▶ [Required work]
Could you return every record below exactly as it is written?

▶ [Saved entries]
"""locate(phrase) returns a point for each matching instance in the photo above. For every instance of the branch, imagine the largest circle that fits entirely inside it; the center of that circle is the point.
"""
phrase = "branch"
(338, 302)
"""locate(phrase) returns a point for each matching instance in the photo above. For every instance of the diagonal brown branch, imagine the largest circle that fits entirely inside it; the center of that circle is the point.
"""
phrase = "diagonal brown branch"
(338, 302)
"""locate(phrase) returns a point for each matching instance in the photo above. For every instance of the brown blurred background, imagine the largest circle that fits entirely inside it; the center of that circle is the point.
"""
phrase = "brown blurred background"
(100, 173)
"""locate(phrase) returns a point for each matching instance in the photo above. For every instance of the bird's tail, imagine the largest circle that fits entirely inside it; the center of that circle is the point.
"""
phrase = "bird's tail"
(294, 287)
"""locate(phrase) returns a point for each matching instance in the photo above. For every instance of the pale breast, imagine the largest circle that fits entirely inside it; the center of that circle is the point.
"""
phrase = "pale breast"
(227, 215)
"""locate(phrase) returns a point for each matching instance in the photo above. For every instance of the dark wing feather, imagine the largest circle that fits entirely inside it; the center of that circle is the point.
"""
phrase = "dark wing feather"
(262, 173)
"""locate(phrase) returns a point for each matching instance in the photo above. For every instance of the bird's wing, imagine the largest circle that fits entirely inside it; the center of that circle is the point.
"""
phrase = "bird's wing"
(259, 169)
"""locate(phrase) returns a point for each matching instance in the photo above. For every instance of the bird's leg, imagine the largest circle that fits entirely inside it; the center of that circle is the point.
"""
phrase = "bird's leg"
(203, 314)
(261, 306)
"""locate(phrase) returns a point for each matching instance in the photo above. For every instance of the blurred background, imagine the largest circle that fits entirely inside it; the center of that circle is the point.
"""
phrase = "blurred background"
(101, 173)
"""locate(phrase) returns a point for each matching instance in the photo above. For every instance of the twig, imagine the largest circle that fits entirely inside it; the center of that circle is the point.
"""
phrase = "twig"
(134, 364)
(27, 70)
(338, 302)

▶ [Solution for this task]
"""locate(phrase) returns a point for each matching instance in the photo above. For every instance of the branch, imagine the largest circle that fits entirely inside it; the center of that circle is the point.
"""
phrase = "branch"
(338, 302)
"""locate(phrase) returns a point for each matching instance in the photo above. For every instance of the diagonal brown branch, imagine the largest circle that fits entirely inside it; the center of that circle is the point.
"""
phrase = "diagonal brown branch"
(338, 302)
"""locate(phrase) returns a point for each matching instance in the photo above. For every instance of the brown blurred background, imagine the largest circle that fits entirely inside it; the center of that circle is the point.
"""
phrase = "brown blurred background"
(100, 173)
"""locate(phrase) returns a point for each matching instance in the photo above. For every instance of the bird's tail, imagine the largest circle that fits entirely inside it; the center of that circle is the point.
"""
phrase = "bird's tail"
(294, 287)
"""locate(phrase) returns a point for each matching instance in the photo above. For every instance of the pale breast, imagine the largest circle that fits entirely inside it; the center of that circle is the point.
"""
phrase = "pale breast"
(227, 215)
"""locate(phrase) returns a point for each matching instance in the photo above. For every instance of the dark wing feather, imagine the largest circle that fits entirely inside it; the center of that circle is the point.
"""
phrase = "dark wing feather"
(262, 173)
"""locate(phrase) returns a point for each matching instance in the photo above. For every instance of the bird's wing, imagine the largest circle that fits entirely inside it; the center of that circle is the point.
"""
phrase = "bird's wing"
(259, 169)
"""locate(phrase) returns a point for each matching instance in the photo above. For every instance of the bird's leg, imagine the largest circle that fits entirely inside it; the center of that circle is the point.
"""
phrase = "bird's leg"
(203, 314)
(261, 306)
"""locate(phrase) returns a point for each matching instance in the photo above. For every instance of the blurred background, imagine the largest circle that fits entirely inside it; the center of that circle is the point.
"""
phrase = "blurred background"
(101, 173)
"""locate(phrase) returns a point for each matching instance in the photo above. For every instance of the twig, imagine the largest circle that fits entirely inside it; the center of that circle is the point.
"""
phrase = "twig"
(134, 364)
(27, 70)
(338, 302)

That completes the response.